» **WORK INSTRUCTIONS**
Pull every line that includes the word "post" from the data.

──────

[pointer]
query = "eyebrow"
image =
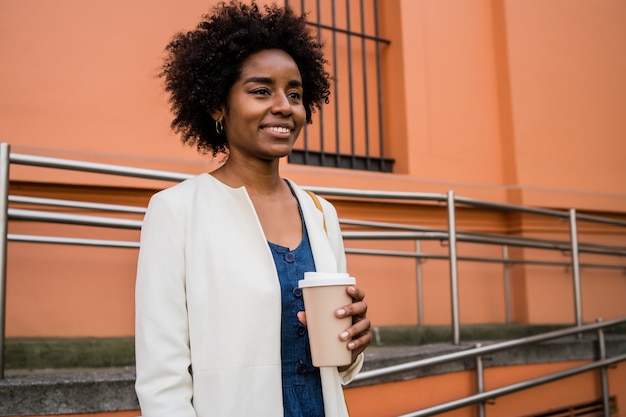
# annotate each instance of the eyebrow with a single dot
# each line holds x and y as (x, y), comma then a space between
(268, 80)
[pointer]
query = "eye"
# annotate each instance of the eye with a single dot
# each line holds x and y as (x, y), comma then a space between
(295, 95)
(261, 92)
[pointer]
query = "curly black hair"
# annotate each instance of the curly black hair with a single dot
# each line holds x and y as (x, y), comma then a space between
(203, 64)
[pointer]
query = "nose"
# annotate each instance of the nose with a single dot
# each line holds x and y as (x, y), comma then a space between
(281, 104)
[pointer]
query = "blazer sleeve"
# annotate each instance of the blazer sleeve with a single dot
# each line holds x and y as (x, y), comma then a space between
(334, 233)
(164, 381)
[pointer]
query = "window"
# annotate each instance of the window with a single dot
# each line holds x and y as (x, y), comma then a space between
(348, 132)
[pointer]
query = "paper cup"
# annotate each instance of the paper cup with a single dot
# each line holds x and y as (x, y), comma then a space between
(323, 293)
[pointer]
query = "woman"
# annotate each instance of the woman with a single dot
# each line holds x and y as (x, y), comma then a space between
(220, 329)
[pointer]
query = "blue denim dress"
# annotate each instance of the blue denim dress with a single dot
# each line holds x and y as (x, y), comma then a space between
(302, 388)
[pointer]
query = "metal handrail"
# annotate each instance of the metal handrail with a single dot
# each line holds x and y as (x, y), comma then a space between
(480, 351)
(448, 201)
(484, 350)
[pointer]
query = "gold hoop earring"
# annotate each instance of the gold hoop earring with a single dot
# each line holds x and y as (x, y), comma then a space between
(219, 126)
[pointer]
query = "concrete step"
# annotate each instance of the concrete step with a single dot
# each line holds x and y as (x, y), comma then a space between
(98, 375)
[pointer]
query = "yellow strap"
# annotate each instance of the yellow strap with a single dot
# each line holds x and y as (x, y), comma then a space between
(316, 200)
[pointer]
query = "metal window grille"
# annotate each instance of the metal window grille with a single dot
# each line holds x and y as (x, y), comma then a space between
(348, 132)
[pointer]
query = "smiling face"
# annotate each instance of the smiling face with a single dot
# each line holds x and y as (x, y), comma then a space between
(264, 113)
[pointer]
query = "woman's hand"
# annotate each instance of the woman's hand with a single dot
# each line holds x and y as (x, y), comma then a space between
(357, 336)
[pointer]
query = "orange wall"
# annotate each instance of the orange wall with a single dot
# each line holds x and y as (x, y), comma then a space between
(497, 99)
(502, 100)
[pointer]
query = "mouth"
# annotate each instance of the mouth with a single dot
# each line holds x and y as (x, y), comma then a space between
(281, 130)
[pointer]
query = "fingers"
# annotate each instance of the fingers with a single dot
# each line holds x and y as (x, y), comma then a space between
(357, 308)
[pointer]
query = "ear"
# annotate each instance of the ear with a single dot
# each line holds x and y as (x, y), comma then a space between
(217, 114)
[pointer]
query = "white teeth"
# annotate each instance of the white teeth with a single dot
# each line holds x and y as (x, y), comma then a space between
(278, 129)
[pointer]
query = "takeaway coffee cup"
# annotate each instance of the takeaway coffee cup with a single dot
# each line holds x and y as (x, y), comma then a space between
(324, 293)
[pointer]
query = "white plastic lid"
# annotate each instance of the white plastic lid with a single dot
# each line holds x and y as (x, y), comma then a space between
(321, 279)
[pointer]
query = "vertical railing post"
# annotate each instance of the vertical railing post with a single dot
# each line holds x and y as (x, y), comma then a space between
(4, 204)
(507, 284)
(575, 267)
(606, 406)
(480, 382)
(420, 295)
(454, 281)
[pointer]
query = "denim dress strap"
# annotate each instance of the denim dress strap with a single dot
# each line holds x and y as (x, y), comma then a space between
(302, 387)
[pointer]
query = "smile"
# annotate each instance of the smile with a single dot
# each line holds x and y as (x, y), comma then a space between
(277, 129)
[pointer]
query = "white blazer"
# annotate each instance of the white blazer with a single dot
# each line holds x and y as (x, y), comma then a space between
(208, 307)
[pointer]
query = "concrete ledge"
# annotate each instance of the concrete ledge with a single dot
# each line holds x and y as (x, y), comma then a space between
(67, 391)
(85, 389)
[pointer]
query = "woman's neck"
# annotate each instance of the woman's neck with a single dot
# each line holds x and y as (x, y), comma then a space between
(258, 177)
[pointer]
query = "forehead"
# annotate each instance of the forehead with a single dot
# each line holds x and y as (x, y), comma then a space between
(272, 63)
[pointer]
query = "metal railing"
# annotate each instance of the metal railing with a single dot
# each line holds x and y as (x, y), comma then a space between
(478, 352)
(391, 232)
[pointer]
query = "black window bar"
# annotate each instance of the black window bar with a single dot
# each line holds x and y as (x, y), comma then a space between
(354, 57)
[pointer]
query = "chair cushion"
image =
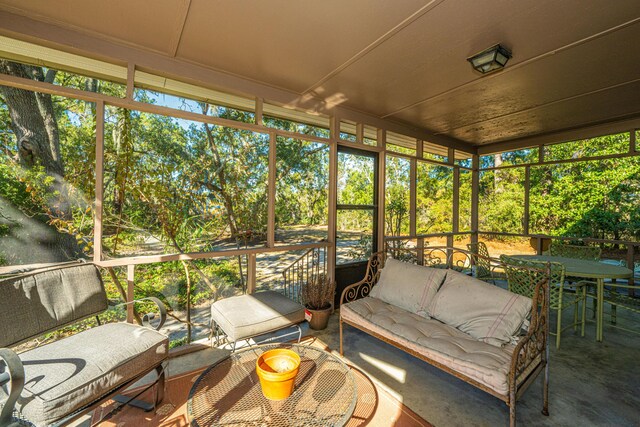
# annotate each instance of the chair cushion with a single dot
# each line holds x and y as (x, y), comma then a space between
(68, 374)
(408, 286)
(246, 316)
(486, 312)
(444, 344)
(48, 300)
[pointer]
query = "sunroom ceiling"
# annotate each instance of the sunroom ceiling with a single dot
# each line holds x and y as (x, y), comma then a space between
(575, 62)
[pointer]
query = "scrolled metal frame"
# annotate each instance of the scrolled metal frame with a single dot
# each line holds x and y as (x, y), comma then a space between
(362, 288)
(529, 357)
(148, 317)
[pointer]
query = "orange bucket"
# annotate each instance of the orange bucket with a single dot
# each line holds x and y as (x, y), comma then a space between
(277, 370)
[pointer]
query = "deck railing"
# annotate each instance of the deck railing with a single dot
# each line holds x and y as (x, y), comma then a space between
(309, 265)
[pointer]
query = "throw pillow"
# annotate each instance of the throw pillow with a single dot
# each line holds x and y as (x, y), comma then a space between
(484, 311)
(408, 286)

──────

» **WRITTEN RESPONSE**
query = "vertical railing post"
# annotate each instance of the vertical railing post with a single dot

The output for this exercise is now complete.